CHALLENGE:
In your copy, leave out the pictures and repeat the entries below exactly.

** BEGIN **

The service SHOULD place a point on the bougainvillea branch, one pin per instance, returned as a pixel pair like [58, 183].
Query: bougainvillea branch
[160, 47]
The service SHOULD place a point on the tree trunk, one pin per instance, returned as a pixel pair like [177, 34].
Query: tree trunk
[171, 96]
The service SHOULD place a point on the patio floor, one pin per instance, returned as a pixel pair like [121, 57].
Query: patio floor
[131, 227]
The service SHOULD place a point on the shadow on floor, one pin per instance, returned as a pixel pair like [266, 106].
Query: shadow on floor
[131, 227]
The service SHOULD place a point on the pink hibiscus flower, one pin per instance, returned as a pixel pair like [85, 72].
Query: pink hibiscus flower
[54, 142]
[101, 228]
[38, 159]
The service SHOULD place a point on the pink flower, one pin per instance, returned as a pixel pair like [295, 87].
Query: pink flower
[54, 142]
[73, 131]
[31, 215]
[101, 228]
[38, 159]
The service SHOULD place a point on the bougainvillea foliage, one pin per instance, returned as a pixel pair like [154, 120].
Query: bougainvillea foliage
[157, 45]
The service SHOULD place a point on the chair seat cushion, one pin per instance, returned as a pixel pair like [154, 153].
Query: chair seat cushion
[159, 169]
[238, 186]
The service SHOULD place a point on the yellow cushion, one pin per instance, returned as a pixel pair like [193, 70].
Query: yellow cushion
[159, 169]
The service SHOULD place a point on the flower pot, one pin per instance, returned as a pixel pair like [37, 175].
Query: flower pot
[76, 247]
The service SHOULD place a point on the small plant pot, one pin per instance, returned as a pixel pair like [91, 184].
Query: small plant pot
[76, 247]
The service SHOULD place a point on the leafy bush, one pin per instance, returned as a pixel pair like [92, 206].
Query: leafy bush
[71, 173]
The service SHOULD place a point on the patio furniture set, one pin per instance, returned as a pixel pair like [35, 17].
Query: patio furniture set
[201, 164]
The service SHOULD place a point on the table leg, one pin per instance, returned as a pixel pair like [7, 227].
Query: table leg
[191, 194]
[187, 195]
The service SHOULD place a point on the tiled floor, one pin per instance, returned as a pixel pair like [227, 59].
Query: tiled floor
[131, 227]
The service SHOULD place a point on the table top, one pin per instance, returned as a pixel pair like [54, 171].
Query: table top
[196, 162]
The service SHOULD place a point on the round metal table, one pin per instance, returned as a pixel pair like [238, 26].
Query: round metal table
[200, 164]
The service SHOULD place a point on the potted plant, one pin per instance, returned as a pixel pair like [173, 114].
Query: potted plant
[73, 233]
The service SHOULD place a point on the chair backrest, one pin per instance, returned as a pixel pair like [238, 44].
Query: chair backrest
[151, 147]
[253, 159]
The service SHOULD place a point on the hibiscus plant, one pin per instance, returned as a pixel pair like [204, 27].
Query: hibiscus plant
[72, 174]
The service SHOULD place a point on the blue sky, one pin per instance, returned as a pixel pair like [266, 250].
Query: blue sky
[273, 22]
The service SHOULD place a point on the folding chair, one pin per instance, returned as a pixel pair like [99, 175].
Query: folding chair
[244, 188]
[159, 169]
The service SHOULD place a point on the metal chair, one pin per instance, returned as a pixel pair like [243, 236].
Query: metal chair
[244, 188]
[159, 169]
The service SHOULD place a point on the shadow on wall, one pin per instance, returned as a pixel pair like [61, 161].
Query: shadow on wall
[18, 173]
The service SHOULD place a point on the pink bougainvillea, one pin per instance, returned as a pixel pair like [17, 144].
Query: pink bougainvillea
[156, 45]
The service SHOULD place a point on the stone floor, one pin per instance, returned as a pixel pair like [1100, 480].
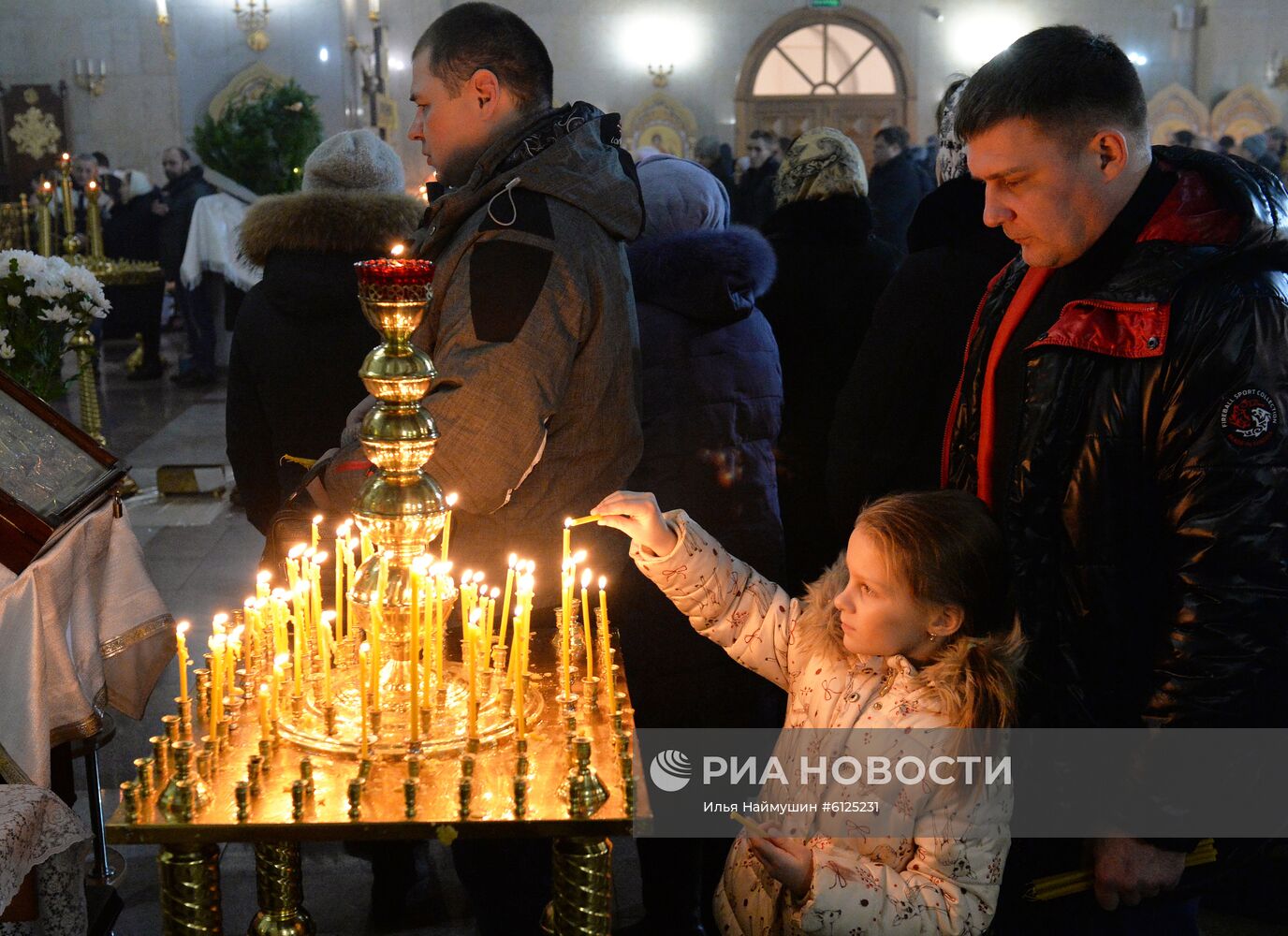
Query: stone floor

** END **

RESPONSE:
The service SHOULD place a point on the bougainvillea branch, one pin per instance, returned as a pixel pair like [58, 183].
Query: bougainvillea branch
[160, 47]
The service SHOULD place a point on the tree trunk, one pin per instance, returned as a pixel pair like [177, 34].
Query: tree trunk
[171, 96]
The service SHOULD place a point on the patio floor, one pin per instance, returned as a pixel pair like [121, 57].
Query: patio floor
[131, 227]
The service SHOULD place a point on the shadow on floor, one pin per instance, returned as a pixel pair like [266, 106].
Query: shadow on floor
[131, 227]
The service SHOULD place a point on the pink hibiscus flower, one pin per instance, returned as a pixel pair like [85, 72].
Query: pink hibiscus flower
[54, 142]
[101, 228]
[38, 159]
The service SHOULD place a point on the pink flower, one pin per instance, returned as a pixel pair like [295, 87].
Query: pink flower
[54, 142]
[73, 131]
[31, 215]
[101, 228]
[38, 159]
The service SHOULD place a point on the bougainvillea foliage, one pin per instance, returned as a pixel pair like [154, 120].
Query: bougainvillea foliage
[157, 45]
The service SHOULD place a point on the chair seat cushion, one pin per instance, returned as a pixel pair like [154, 153].
Query: chair seat cushion
[159, 169]
[238, 186]
The service SHOULD place a point on the yellow cushion, one pin per instance, returned as a pixel pair like [193, 70].
Query: yellow cushion
[159, 169]
The service SHOULD place a point on the flower pot, one pin per instance, returned as a pixel pair like [37, 175].
Query: flower pot
[76, 247]
The service SHOULD place a point on the small plant pot, one pin per instance, returned as a pixel pair like [91, 184].
Query: small plant pot
[76, 247]
The service SHOULD place a point on the leafy bush, one pin per instance, returned as a pixel pair like [92, 206].
Query: leafy bush
[71, 173]
The service SHOULD place a point on the patio furniture set, one pin per instance, returned as a pixel pair like [35, 17].
Query: patio furniture set
[201, 164]
The service SHOULD place a point on the table leg, one pin per instance, returned as a pixel pair like [7, 227].
Query: table leg
[191, 194]
[187, 195]
The service SHOULD place a point on the tiled floor, one pin per instance, returned as a pixel pair like [227, 59].
Query: tiled floor
[131, 227]
The service SHOULD place a point on the table top, one pin per instance, returned as a pixel pair like [54, 171].
Query: table top
[196, 162]
The service SHOULD place a point on the round metal table, one pin per instance, returned as a pixel pair like [238, 26].
Query: round metal table
[200, 164]
The service SHOULD place a point on the potted plant, one pin per instance, returned as a pixel pair like [173, 114].
Query: potted plant
[73, 233]
The service SHOULD place a point on the chair backrest, one pin per instance, returned as a pixel pair like [238, 44].
Query: chair backrest
[151, 147]
[253, 159]
The service SHOULD place a point on the hibiscus plant, one pin per instance, returned as a pixel pair like [204, 27].
Query: hibiscus plant
[72, 174]
The service SHOULD place a point on the blue sky, one pin per instance, returned as a pixel pair like [266, 250].
Query: blue sky
[273, 22]
The service SHOULD place a point on the folding chair, one pin per instance, returned as a pixel pair like [99, 175].
Query: folding chair
[244, 188]
[159, 169]
The service SHOULD place a point on the metal chair, one pin per instance, returned as a pixel pair like [243, 236].
Query: metal chair
[244, 188]
[159, 169]
The service SHOULD place a point on the shadow on wall, one pin per instance, returned as a pixel pair like [61, 161].
Query: shadow on wall
[18, 173]
The service SHOULD place a point on the pink bougainvillea, one pin per instance, returned as a pixel pair like [17, 144].
Query: pink bougainvillea
[156, 45]
The service SHOULD place a point on the stone floor, one pin per instance, returned as a pixel pair like [1100, 480].
Query: stone floor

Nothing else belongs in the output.